→ **Text block**
Consumer borrowing has slowed somewhat from the record level we saw in June, but Americans continue to pile on the debt.
Consumer debt grew by $14.4 billion in August to $4.35 trillion, according to the latest data from the Federal Reserve. That represents a 4% increase.
This article was originally published by Schiff Gold.
This follows on the heels of a 4.8% increase in July after a record 10.6% increase in June.
The Federal Reserve consumer debt figures include credit card debt, student loans and auto loans, but do not factor in mortgage debt. When you include mortgages, Americans are buried under nearly $15 trillion in debt.
Revolving credit, primarily made up of credit card debt rose by $1.4 billion, a 3.8% increase. Americans now owe more than $1 trillion in credit card debt for the first time since the beginning of the coronavirus pandemic.
Non-revolving credit, including auto loans and student loans, rose by $11.4 billion, a 4.1% increase. A drop in auto sales held the growth of non-revolving credit down slightly in August.
Even as credit card debt dropped during the pandemic, nonrevolving credit continued to expand through last year and into 2021. Americans now own more than $3.35 trillion in non-revolving debt.

→ **Records**
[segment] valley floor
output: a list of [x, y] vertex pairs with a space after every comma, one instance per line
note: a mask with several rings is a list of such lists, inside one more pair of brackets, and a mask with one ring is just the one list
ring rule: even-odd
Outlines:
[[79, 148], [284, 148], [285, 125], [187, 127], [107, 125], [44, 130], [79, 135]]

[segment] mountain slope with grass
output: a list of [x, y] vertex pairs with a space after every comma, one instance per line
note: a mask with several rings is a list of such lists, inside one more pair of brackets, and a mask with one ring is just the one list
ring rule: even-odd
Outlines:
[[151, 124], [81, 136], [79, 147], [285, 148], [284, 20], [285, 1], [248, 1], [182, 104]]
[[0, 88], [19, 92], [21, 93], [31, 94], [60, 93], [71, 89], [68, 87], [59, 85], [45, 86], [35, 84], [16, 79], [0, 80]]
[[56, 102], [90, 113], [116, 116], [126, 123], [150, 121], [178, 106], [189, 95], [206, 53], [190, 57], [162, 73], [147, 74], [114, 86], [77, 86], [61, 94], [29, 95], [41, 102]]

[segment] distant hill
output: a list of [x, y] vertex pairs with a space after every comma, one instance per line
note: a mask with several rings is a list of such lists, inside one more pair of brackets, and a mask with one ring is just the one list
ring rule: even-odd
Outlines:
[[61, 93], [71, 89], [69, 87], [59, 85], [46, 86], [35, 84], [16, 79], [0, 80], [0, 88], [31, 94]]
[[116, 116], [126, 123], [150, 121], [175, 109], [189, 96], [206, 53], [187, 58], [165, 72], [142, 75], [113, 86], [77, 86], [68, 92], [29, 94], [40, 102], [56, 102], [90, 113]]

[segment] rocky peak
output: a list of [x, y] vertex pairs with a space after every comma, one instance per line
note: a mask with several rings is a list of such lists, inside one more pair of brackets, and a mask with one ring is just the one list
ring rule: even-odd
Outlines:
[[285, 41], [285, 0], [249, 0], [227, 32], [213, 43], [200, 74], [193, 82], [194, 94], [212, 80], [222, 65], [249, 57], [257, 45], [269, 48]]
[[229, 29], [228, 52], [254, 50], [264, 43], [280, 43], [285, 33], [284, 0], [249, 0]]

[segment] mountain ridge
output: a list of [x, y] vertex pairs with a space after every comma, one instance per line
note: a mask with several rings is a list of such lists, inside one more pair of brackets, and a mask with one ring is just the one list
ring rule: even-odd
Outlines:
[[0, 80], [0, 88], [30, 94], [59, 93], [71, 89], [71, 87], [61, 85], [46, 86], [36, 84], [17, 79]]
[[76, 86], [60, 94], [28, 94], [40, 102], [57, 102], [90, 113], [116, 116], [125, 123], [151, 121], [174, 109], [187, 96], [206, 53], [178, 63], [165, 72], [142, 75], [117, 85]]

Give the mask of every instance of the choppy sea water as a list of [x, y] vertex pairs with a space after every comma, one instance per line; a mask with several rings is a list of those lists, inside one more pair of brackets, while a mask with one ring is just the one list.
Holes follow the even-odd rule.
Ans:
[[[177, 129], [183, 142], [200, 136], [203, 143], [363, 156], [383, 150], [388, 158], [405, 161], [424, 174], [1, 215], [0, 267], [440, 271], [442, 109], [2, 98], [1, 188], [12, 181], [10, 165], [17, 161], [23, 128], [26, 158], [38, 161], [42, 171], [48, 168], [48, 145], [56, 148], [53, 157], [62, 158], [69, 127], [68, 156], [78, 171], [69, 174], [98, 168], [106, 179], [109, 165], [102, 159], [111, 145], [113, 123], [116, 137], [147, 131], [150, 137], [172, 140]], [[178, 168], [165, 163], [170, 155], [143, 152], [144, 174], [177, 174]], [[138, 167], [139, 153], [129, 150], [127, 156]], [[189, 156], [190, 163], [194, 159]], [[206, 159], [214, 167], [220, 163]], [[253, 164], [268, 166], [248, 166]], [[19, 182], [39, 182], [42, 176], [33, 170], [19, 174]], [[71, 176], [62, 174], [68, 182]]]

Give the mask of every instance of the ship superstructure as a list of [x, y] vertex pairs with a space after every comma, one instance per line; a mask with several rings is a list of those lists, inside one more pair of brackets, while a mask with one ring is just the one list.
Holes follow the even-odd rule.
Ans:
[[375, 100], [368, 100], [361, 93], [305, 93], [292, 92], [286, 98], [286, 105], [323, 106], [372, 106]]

→ **About this exercise**
Can you copy out the consumer debt text in full, word for word? The records have nothing to do with this.

→ **Expected output**
Consumer borrowing has slowed somewhat from the record level we saw in June, but Americans continue to pile on the debt.
Consumer debt grew by $14.4 billion in August to $4.35 trillion, according to the latest data from the Federal Reserve. That represents a 4% increase.
This article was originally published by Schiff Gold.
This follows on the heels of a 4.8% increase in July after a record 10.6% increase in June.
The Federal Reserve consumer debt figures include credit card debt, student loans and auto loans, but do not factor in mortgage debt. When you include mortgages, Americans are buried under nearly $15 trillion in debt.
Revolving credit, primarily made up of credit card debt rose by $1.4 billion, a 3.8% increase. Americans now owe more than $1 trillion in credit card debt for the first time since the beginning of the coronavirus pandemic.
Non-revolving credit, including auto loans and student loans, rose by $11.4 billion, a 4.1% increase. A drop in auto sales held the growth of non-revolving credit down slightly in August.
Even as credit card debt dropped during the pandemic, nonrevolving credit continued to expand through last year and into 2021. Americans now own more than $3.35 trillion in non-revolving debt.